**Instructions to follow**
The records are to be reproduced verbatim.

**Data extracts**
----------------
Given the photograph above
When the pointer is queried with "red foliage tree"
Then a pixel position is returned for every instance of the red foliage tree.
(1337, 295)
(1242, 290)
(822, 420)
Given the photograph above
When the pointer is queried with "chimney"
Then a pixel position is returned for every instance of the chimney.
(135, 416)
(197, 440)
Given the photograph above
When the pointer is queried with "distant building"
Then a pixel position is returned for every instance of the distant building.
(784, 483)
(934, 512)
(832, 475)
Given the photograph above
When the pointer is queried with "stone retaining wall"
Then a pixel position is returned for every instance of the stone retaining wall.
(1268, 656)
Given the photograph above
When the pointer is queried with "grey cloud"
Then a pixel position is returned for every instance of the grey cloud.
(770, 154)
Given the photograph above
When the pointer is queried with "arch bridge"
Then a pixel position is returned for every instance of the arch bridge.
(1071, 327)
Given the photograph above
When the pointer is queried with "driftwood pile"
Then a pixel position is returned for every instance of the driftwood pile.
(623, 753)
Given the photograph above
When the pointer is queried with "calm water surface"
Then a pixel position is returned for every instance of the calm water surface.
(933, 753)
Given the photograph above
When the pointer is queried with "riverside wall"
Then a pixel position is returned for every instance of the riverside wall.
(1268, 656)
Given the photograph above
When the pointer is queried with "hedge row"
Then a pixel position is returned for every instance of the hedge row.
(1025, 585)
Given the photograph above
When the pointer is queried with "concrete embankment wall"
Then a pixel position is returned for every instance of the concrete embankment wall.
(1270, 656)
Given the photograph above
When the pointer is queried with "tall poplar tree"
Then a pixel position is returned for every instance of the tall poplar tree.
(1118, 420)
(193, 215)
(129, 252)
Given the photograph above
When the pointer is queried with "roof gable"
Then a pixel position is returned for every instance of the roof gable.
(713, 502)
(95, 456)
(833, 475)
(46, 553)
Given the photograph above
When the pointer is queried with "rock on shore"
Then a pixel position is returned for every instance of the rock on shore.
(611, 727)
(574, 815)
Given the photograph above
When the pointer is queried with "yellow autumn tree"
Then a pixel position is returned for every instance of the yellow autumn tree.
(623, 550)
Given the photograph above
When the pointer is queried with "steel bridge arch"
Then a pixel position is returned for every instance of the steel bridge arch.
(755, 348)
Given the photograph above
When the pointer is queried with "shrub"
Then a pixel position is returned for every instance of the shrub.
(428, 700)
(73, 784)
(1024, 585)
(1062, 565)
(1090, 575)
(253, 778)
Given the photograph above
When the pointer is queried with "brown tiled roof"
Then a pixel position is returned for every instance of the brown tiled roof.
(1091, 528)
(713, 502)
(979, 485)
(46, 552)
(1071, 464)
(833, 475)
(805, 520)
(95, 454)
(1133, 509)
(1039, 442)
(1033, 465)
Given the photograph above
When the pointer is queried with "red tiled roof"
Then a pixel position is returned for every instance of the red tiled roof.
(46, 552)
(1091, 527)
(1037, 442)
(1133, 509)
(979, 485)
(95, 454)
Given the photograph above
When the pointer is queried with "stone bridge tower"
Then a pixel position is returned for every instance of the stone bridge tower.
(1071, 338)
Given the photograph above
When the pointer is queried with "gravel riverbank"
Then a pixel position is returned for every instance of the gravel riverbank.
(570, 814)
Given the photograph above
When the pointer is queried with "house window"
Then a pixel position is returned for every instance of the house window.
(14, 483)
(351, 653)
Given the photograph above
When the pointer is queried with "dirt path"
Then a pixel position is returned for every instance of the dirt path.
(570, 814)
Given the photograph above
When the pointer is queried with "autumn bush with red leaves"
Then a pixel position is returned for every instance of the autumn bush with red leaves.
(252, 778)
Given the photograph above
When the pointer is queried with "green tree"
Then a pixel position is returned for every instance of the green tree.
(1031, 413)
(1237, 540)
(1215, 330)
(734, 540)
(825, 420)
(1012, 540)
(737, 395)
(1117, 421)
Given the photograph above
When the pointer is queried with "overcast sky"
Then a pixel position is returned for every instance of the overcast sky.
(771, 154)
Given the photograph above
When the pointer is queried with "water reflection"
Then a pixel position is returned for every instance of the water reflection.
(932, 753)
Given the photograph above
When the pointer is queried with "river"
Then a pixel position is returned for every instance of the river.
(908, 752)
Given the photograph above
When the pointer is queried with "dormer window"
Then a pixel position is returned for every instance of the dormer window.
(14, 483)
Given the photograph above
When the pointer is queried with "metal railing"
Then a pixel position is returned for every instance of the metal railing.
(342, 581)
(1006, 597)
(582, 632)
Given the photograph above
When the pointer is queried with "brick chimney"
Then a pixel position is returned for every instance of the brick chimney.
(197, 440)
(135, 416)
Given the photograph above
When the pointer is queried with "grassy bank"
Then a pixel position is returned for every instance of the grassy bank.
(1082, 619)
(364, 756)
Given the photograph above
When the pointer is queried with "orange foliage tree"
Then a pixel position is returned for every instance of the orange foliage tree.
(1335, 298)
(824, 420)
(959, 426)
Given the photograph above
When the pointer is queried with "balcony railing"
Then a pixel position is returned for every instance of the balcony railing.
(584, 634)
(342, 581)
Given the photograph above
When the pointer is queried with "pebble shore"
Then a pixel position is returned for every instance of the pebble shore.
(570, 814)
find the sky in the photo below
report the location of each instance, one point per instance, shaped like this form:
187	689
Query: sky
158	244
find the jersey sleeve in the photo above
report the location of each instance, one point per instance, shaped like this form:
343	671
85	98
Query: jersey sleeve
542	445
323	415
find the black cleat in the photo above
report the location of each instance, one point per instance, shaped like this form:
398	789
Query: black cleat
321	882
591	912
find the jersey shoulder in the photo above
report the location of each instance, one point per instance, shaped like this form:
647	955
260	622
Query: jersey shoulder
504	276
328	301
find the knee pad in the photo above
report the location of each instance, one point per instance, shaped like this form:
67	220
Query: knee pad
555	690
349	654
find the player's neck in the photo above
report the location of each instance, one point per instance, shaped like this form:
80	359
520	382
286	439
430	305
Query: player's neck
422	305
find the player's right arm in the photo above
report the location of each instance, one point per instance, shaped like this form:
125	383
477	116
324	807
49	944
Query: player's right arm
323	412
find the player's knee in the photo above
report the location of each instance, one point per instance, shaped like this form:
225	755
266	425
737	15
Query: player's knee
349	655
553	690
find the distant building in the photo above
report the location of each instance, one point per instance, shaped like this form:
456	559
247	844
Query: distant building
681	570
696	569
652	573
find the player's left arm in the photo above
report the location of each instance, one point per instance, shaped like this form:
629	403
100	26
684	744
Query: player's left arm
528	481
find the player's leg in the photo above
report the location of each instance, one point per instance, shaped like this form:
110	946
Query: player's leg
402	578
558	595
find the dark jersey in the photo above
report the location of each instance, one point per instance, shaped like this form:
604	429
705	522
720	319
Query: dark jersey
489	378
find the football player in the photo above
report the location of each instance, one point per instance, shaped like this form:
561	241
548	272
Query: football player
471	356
----------------
**Answer to this exercise**
Given the photograph above
When the pointer is queried with "red foliage tree"
Then a pixel position is returned for every instance of the red foliage tree.
(1337, 295)
(1242, 290)
(822, 420)
Given the photograph above
When the pointer is queried with "chimney"
Then a pixel position is returned for every instance of the chimney.
(135, 416)
(197, 440)
Given the photograph above
When the pointer is queried with "distant building"
Then a pixel position is returned for every instance of the distant building.
(784, 483)
(934, 512)
(832, 475)
Given the photograph above
When the pointer is queried with "stone retaining wall"
Then a pixel position is returned for every instance of the stone retaining wall.
(1268, 656)
Given the photograph above
When the pointer is queried with "grey cloud"
Then a pixel position is returned for every instance of the grey cloud.
(770, 154)
Given the photograph above
When the pointer is queried with "arch bridge"
Then a pixel position is returned for every instance of the arch bridge.
(1071, 327)
Given the photograph above
When the pointer is queried with "driftwood pile"
Then a pixel position is returned for every instance of the driftwood pile.
(623, 753)
Given the photograph above
When the pointer is queried with "calm water surface"
Then a pixel position is returned for every instance of the calm water surface.
(933, 753)
Given the photograph above
When the pointer is queried with "riverside wall"
Then a pixel position is returned for every instance of the riverside wall.
(1268, 656)
Given the photograph above
When the pointer is queried with "hedge row"
Then a pixel position is returned for every instance of the hedge row.
(1025, 585)
Given the photograph above
When the pointer is queried with "concrete embankment wall"
Then a pixel position is returned for every instance of the concrete embankment wall.
(1270, 656)
Given the photograph above
When the pointer is queried with "tall poplar tree"
Then a pixel position is returned for every instance of the tall poplar tree.
(1118, 420)
(193, 215)
(129, 252)
Given the photograph above
When the pointer is queried with "roof gable"
Then a pixel position is returned for every instance of the roof gable.
(713, 502)
(95, 456)
(833, 475)
(46, 553)
Given the photograph above
When the pointer is queried with "rock on shore"
Then a pixel position is returned for every instance of the rock on shore.
(611, 727)
(574, 815)
Given the photograph above
When the pointer is queried with "yellow autumn tree"
Then a pixel position is returned for every instance of the yellow autumn tree.
(623, 550)
Given the photograph above
When the pointer is queried with "steel bridge arch"
Then a pixel position is returned for every instance of the steel bridge arch.
(755, 348)
Given the photograph above
When the pointer is queried with "shrub"
Then a pixel position is returned for every instance of the shrub.
(428, 700)
(73, 784)
(1024, 585)
(1062, 565)
(1090, 575)
(253, 778)
Given the photograph above
When the pointer is queried with "brown tiled roof"
Then a pixel position is returned for every instance of the brown tiled roof.
(1091, 528)
(713, 502)
(979, 485)
(46, 552)
(1071, 464)
(833, 475)
(805, 520)
(95, 454)
(1133, 509)
(1039, 442)
(1033, 465)
Given the photograph above
When the pointer is queried with "red tiled roof"
Then a pixel position is returned for every instance of the red tiled roof.
(46, 552)
(1091, 527)
(1037, 442)
(1133, 509)
(979, 485)
(95, 454)
Given the photograph above
When the pointer is queried with "stone bridge tower"
Then a pixel position is returned for every instance of the stone bridge tower.
(1071, 338)
Given the photograph above
When the pointer is queried with "gravel riverbank"
Then a pixel position is returned for every instance of the gravel riverbank.
(570, 814)
Given the photograph above
When the pointer is queried with "house window"
Then a pixel position is returned for every instance of the house window.
(14, 483)
(351, 653)
Given the photograph above
When the pointer is queried with "dirt path"
Then a pixel position is returned for every instance of the dirt path.
(570, 814)
Given the photograph above
When the pointer is queried with "autumn bush with red leaves"
Then a pixel position is returned for every instance of the autumn bush with red leaves.
(252, 778)
Given the photograph above
When the pointer is queried with "green tree"
Then a pixel position is returned for every instance of the green tree.
(1031, 413)
(1237, 540)
(1215, 330)
(734, 540)
(825, 420)
(1012, 540)
(737, 395)
(1117, 421)
Given the photograph above
When the pointer is queried with "overcast sky"
Then a pixel position is returned for every instance of the overcast sky.
(771, 154)
Given the photograph above
When the pointer is queried with "water reflection"
Then a pixel position is returned for every instance of the water reflection.
(932, 753)
Given the photograph above
When the pointer is queried with "river"
Then a pixel position is returned for every instance of the river.
(908, 752)
Given the photograph above
When the pointer is queried with "dormer window"
Then a pixel position is returned for every instance of the dormer window.
(14, 483)
Given the photograph above
When the pointer is queried with "metal railing"
Then a pixel position is returned for every instance of the metal railing.
(342, 581)
(1006, 597)
(582, 632)
Given the photograph above
When the pointer is queried with "brick chimney"
Then a pixel position is returned for every instance of the brick chimney.
(197, 440)
(135, 416)
Given the photograph above
When the pointer is queried with "grassy bank"
Then a pixel position is returned for every instance of the grassy bank.
(1082, 619)
(364, 756)
Given the photograph above
When the pointer is queried with "orange foliage tree"
Then a pixel position is returned for every instance of the orange foliage tree.
(1335, 298)
(824, 420)
(959, 426)
Given the photograph above
When the pointer is queried with "balcony railing"
Then a pixel position is returned for every instance of the balcony railing.
(584, 634)
(342, 581)
Given the photograph above
When the pointer is queried with "pebble shore"
Then a pixel position is returned for every instance of the pebble shore.
(570, 814)
find the sky in the photo below
report the location of each instance, one point per instance, shaped like this form:
187	689
Query: sky
158	244
find the jersey sleeve in the photo above
report the location of each instance, one point per instance, shaped like this form:
343	671
85	98
Query: jersey sleeve
542	445
323	415
find the black cleat in the photo above
report the location of each instance, one point per instance, shaped like this form:
398	789
Query: black cleat
321	882
591	912
find the jersey shoulder in the photo above
report the location of each instance, one point per instance, shaped like this form:
647	955
260	622
Query: jersey shoulder
504	276
328	301
find the knee pad in the photo above
report the location of each instance, one point per instance, shaped like this form:
67	220
Query: knee pad
555	690
349	654
find the player's neck in the photo above
report the location of each instance, one point per instance, shaped like this form:
80	359
520	382
286	439
430	305
Query: player's neck
422	305
find the player's right arm in the photo above
report the location of each instance, one point per instance, shaped like this form:
125	383
477	116
324	807
49	944
Query: player's right arm
323	412
find the player's knee in the photo above
report the location of each instance, one point per instance, shaped like this form:
225	755
266	425
737	15
Query: player's knee
349	655
553	690
find the distant building in the photo above
report the location of each instance, one point per instance, shaped like this form:
456	559
247	844
Query: distant building
681	570
696	569
652	573
find the player's left arm in the photo above
report the location of each instance, one point per instance, shaped like this form:
629	403
100	26
684	744
Query: player's left arm
528	481
find the player's leg in the photo above
report the location of each instance, one point per instance, shaped like this form:
110	946
Query: player's leg
402	578
558	595
find the dark jersey in the photo above
report the location of each instance, one point per instance, shaped like this form:
604	429
705	522
720	319
Query: dark jersey
489	378
find the football player in the photo above
report the location of each instance, one point per instance, shaped like this form:
561	241
548	272
Query: football player
471	356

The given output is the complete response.